The records that follow are to be repeated without alteration.

[Stored data entries]
________

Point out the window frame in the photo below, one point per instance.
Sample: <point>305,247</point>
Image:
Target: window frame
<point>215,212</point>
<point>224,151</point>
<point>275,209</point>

________

■ **Problem solution**
Point out the window frame in the photo below, one point per instance.
Sample: <point>305,247</point>
Image:
Target: window frame
<point>215,212</point>
<point>224,151</point>
<point>275,209</point>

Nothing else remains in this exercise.